_Work request_.
Reproduce precisely the lines of the listing below, starting with the line that contains "drop a point: the white leg" and stopping after the line that contains "drop a point: the burro ear"; include nothing else.

_Task data_.

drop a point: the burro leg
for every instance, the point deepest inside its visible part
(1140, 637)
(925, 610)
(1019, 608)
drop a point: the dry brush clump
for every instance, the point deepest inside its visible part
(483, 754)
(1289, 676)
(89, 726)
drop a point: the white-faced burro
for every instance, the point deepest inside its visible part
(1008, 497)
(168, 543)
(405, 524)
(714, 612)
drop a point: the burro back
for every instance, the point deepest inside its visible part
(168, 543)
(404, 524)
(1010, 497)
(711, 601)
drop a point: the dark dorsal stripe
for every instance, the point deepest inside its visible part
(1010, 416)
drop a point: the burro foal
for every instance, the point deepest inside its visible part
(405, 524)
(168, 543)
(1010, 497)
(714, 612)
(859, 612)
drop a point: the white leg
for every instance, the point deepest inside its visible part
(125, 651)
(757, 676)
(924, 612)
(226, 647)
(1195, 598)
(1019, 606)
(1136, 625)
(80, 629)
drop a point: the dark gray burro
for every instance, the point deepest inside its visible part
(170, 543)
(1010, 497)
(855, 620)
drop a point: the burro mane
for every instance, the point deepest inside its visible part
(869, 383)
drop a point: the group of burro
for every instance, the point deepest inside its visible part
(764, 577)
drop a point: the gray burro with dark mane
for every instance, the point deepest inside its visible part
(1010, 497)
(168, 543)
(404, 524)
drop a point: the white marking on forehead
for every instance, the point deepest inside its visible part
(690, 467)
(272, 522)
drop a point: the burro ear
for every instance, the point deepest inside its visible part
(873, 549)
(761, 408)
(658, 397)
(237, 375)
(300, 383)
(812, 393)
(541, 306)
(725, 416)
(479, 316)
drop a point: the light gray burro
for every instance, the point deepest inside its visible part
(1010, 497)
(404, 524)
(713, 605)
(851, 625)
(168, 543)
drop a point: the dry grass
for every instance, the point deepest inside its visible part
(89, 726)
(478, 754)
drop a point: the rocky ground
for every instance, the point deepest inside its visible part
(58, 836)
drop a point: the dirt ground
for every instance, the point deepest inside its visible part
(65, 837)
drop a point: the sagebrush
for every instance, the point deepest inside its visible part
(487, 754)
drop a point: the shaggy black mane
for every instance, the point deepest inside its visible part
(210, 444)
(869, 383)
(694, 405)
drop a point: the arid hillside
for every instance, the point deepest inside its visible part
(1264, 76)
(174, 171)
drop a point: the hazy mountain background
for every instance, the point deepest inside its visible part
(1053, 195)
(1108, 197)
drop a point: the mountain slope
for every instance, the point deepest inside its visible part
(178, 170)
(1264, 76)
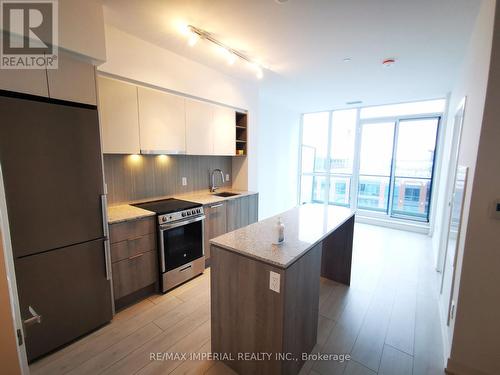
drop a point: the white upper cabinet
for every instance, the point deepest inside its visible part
(199, 128)
(224, 120)
(162, 121)
(119, 117)
(137, 119)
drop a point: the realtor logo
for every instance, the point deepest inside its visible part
(29, 34)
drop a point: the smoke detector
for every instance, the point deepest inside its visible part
(389, 62)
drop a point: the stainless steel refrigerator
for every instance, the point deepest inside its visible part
(51, 160)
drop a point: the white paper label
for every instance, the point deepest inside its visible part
(274, 281)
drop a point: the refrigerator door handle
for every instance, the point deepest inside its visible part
(107, 258)
(104, 208)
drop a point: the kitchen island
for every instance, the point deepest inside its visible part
(265, 297)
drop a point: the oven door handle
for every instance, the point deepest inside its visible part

_Written response_.
drop a point: the white leg
for every instance, the point deepest inside its visible part
(125, 651)
(757, 676)
(924, 612)
(226, 647)
(1195, 598)
(1019, 606)
(1136, 625)
(80, 629)
drop a point: the dark gray burro
for every instance, the point deepest inside its visible part
(170, 543)
(1010, 497)
(855, 620)
drop a point: the burro mane
for every instance, the point deepest inside its visible part
(869, 383)
drop a point: the group of burro
for every instance, the point deepest inside its visible part
(764, 577)
drop a point: the gray burro with dark mane
for every instance, the point deepest inside its visible part
(1010, 497)
(168, 543)
(404, 524)
drop a point: the white marking on forehead
for every instance, the point deepest inside its visible part
(690, 467)
(272, 522)
drop a point: the burro ear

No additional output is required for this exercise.